All of the data must be written out verbatim, with pictures excluded.
(Beginning of EXERCISE DATA)
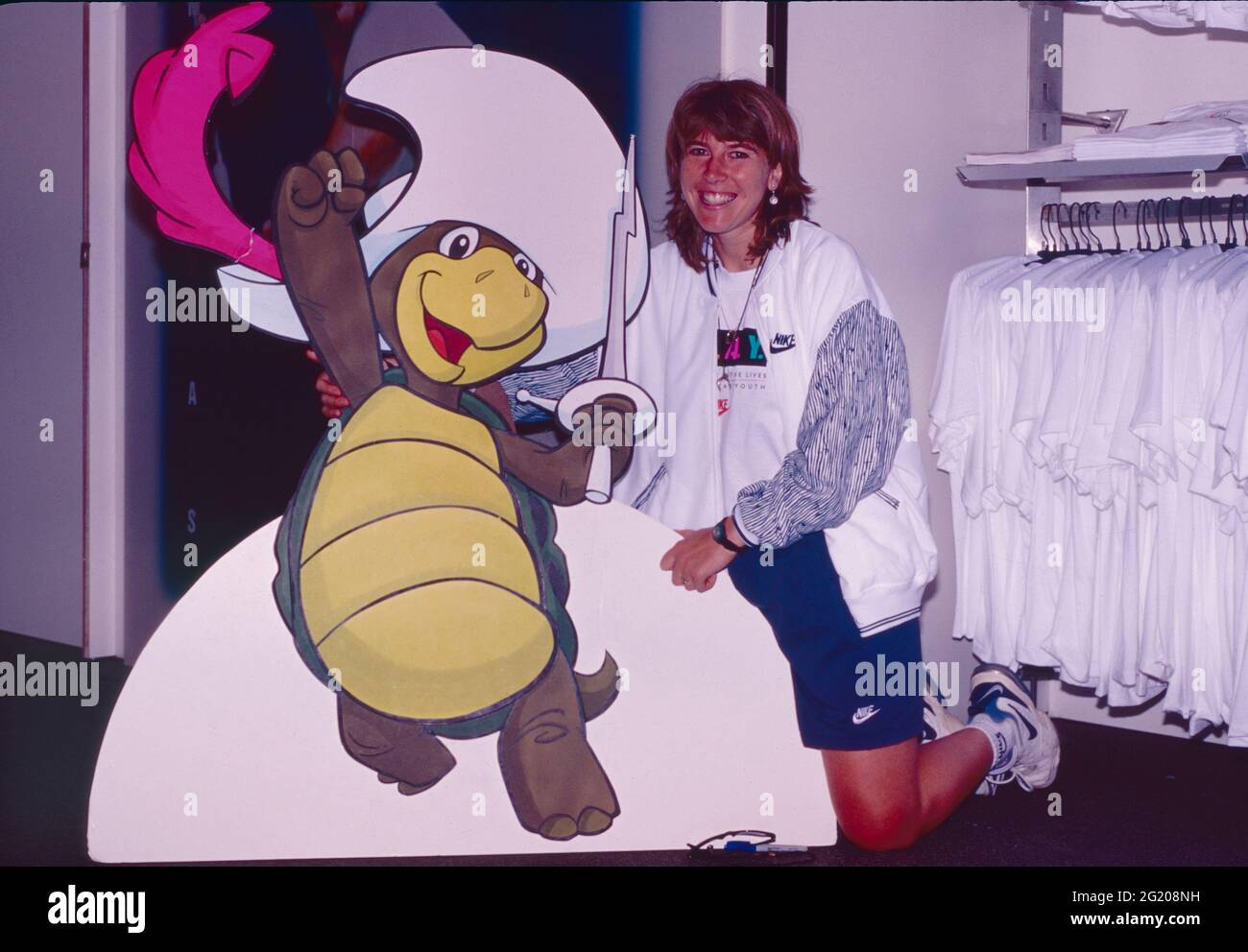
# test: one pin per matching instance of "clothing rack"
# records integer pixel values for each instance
(1043, 182)
(1044, 119)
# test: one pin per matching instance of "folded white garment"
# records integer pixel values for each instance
(1047, 154)
(1235, 110)
(1182, 137)
(1180, 13)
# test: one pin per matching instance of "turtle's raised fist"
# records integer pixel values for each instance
(328, 188)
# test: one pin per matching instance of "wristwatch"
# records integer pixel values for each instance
(719, 535)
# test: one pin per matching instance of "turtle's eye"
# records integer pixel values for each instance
(527, 267)
(460, 242)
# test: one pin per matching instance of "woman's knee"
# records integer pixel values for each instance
(878, 823)
(880, 831)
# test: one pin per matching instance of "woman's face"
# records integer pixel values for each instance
(725, 182)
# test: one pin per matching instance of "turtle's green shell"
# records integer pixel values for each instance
(536, 522)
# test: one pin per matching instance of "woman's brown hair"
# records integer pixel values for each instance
(745, 111)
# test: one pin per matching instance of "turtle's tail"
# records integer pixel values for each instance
(598, 690)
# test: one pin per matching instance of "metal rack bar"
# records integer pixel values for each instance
(1044, 107)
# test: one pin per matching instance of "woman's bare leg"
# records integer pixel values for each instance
(885, 798)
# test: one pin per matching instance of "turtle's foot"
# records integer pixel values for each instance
(400, 751)
(557, 785)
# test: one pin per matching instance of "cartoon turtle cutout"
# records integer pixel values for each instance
(417, 565)
(419, 554)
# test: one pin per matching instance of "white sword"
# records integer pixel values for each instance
(612, 369)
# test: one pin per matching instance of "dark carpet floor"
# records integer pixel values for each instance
(1126, 798)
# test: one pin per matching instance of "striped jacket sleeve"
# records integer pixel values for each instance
(852, 422)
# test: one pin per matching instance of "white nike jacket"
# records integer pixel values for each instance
(818, 433)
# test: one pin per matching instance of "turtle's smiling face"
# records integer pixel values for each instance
(469, 304)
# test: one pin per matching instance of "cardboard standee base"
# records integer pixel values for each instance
(224, 747)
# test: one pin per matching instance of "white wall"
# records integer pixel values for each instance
(882, 87)
(41, 322)
(1144, 70)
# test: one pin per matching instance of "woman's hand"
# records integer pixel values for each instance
(332, 399)
(695, 560)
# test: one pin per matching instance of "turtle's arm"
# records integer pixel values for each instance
(324, 271)
(558, 474)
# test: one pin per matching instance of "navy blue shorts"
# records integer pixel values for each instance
(839, 703)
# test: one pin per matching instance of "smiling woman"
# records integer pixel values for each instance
(794, 474)
(728, 144)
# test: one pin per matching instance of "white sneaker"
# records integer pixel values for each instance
(997, 694)
(940, 722)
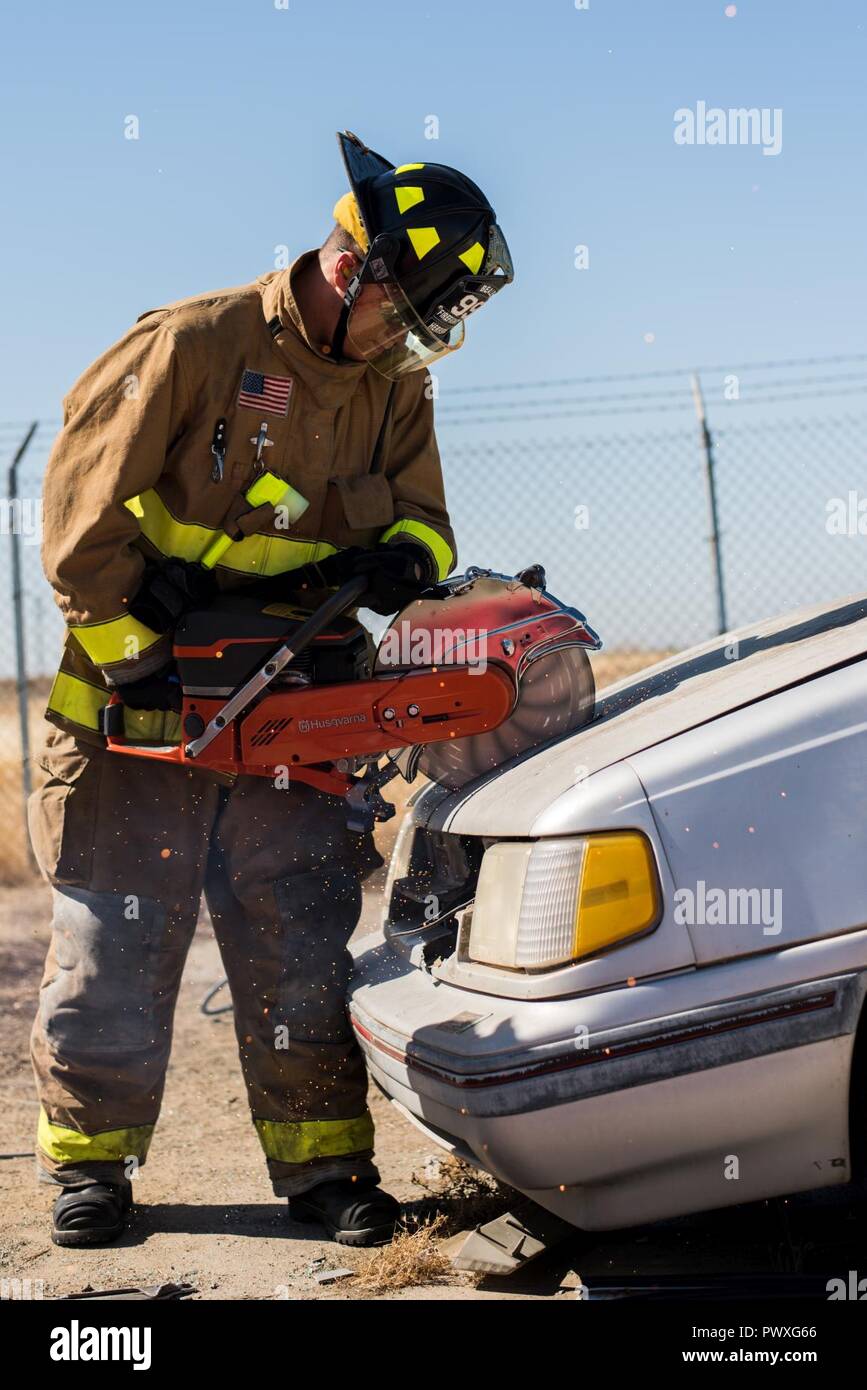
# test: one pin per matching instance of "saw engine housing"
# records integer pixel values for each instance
(266, 694)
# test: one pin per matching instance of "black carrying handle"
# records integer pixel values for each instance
(334, 606)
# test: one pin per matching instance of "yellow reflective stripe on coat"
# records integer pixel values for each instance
(186, 541)
(298, 1141)
(118, 640)
(67, 1146)
(82, 704)
(434, 541)
(77, 699)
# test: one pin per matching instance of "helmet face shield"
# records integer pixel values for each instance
(386, 332)
(471, 292)
(432, 256)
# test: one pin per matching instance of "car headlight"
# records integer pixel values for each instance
(545, 902)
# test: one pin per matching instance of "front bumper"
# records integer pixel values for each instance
(618, 1107)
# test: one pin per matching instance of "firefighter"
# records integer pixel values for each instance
(314, 375)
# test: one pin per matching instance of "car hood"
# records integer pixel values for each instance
(659, 704)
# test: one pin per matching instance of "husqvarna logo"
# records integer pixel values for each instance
(310, 726)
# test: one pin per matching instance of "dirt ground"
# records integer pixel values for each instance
(206, 1214)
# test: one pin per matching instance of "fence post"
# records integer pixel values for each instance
(21, 683)
(716, 551)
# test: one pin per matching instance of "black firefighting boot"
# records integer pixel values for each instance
(353, 1214)
(91, 1215)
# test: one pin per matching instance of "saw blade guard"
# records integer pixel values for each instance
(520, 627)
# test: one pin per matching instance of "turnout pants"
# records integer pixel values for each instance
(129, 845)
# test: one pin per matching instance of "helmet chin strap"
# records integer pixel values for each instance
(339, 334)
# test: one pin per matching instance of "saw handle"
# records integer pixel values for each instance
(334, 606)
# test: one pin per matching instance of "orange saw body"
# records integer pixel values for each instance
(275, 691)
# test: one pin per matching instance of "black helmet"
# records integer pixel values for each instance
(432, 249)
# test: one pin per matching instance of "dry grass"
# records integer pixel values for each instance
(411, 1258)
(460, 1196)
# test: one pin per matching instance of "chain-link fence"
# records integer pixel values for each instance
(620, 520)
(End of EXERCISE DATA)
> **EXERCISE RESPONSE**:
# test: one pin per matching instance of "clothing rack"
# records integer pixel values for each instance
(1043, 182)
(1044, 119)
# test: one pin per matching instance of "folded white garment"
# records integer pixel values for each instance
(1047, 154)
(1235, 110)
(1182, 137)
(1180, 13)
# test: one pin per matching instance of "turtle's raised fist"
# records integer pixel values for each instance
(328, 188)
# test: one pin per matching instance of "wristwatch"
# records integer pixel values for each instance
(719, 535)
# test: one pin per matching instance of "turtle's eye"
# records integer pixel values for each instance
(527, 267)
(460, 242)
# test: one pin per matching instance of "woman's knee"
# records integer pixel values for each instance
(878, 823)
(880, 831)
# test: one pin per matching instance of "woman's face"
# records integer pixel values for each instance
(725, 182)
# test: one pin per matching instance of "turtle's green shell"
# records integer pixel values for each instance
(536, 522)
# test: one pin per matching instance of "woman's brown hair"
# records integer pixel values for each instance
(745, 111)
# test: one pin per matching instance of "turtle's tail"
# records integer pixel values for each instance
(598, 690)
# test: one pin per matching instance of "metal rack bar"
# records integer pixel values for each instance
(1044, 107)
# test: one pin per matching instance of "woman's bare leg"
# records integer pixel values for each instance
(885, 798)
# test: one pin per matching instance of "turtle's foot"
# records integer pixel values for each instance
(400, 751)
(557, 785)
# test: one pin per matching instance of "cartoon turtle cutout"
# records integer pixel values for each instance
(417, 565)
(419, 554)
# test: one pin per matching instance of "white sword"
# records integer pixel values for each instance
(612, 369)
# test: one pin per matching instance of "dark carpet floor"
# records integer pixel values for each instance
(1126, 798)
# test: one pin per matching instance of "striped jacket sleeve"
# records integer pixel values for each instance
(852, 422)
# test: one pin per matching instance of "white nike jacket"
# records integer pixel values for each instance
(818, 433)
# test: one pin per matching instance of "turtle's smiling face"
# records integer pixel values for each instance
(469, 304)
# test: one pin per matching instance of "cardboard standee base"
# records integer pixel values for each instance
(224, 747)
# test: one pin per matching instance of "white wall"
# records integer pixel values for each instance
(882, 87)
(41, 322)
(1144, 70)
# test: one pin per matching instance of "woman's hand"
# records integer pixel values for each instance
(332, 399)
(695, 560)
# test: one pin per matching instance of "turtle's arm"
# records integer pixel values for each instance
(324, 271)
(558, 474)
# test: one pin per matching instance of "navy blue shorts"
# records integer pixel values for each instance
(839, 703)
# test: one pin per matching instance of "smiling woman"
# records integer pixel values for each instance
(794, 474)
(728, 144)
# test: one pin per matching instance of "white sneaker"
# records integer pixel values for each instance
(997, 694)
(940, 722)
# test: one pin per matching instance of "saw engine housing"
# records integer pixel values for each instance
(266, 694)
# test: one pin per matching instance of "black carrying handle"
# records integer pixel values for each instance
(334, 606)
# test: one pin per matching instance of "yellow reflective stripe on coat"
# records integer pixel values for each instance
(186, 541)
(298, 1141)
(118, 640)
(67, 1146)
(82, 704)
(434, 541)
(77, 699)
# test: one pin per matching instance of "helmet face shield"
# records integer pixel values for each instance
(386, 332)
(471, 292)
(432, 256)
# test: one pin per matching instance of "car headlight"
# records integer pixel values for each instance
(545, 902)
# test: one pin per matching instance of "front bumper"
# records integer pixel values for each instance
(618, 1107)
# test: one pin per matching instance of "firefighter"
# records integer pixel values for each instance
(314, 375)
# test: one pin per matching instance of "car hood"
# records integer pixel values for each instance
(659, 704)
# test: one pin per matching instance of "husqvarna logo"
# records integer pixel values for each instance
(310, 726)
# test: one pin per matching instance of "dirt ground"
# records integer pixel values for each instance
(206, 1214)
# test: one pin per matching instance of "fence post"
# records integer pixel values for each instance
(21, 683)
(716, 551)
# test: one pin per matching instance of "black firefighting boot"
# records integer pixel values for each instance
(353, 1214)
(91, 1215)
# test: one pin per matching instance of "saw blade guard"
# records integer pixel values for each instance
(520, 627)
# test: one pin per matching instance of "turnout pants"
# records integer pixel values for each instance
(129, 845)
# test: one pin per matching instance of "helmet chin strap"
# records integer pixel values for each instance
(339, 334)
# test: one pin per matching instance of "saw handle"
# records integer pixel values for each instance
(334, 606)
# test: one pin per matching instance of "orange saw body"
# records integer pixel values for each instance
(275, 691)
# test: one pin per matching instance of "black helmet"
# records integer pixel values for each instance
(432, 249)
# test: one pin per matching instance of "dry grass"
# records integer pixel values for each instance
(411, 1258)
(460, 1196)
# test: one pin per matching instance of "chain-link fence"
# records integer pixel values for each instance
(620, 520)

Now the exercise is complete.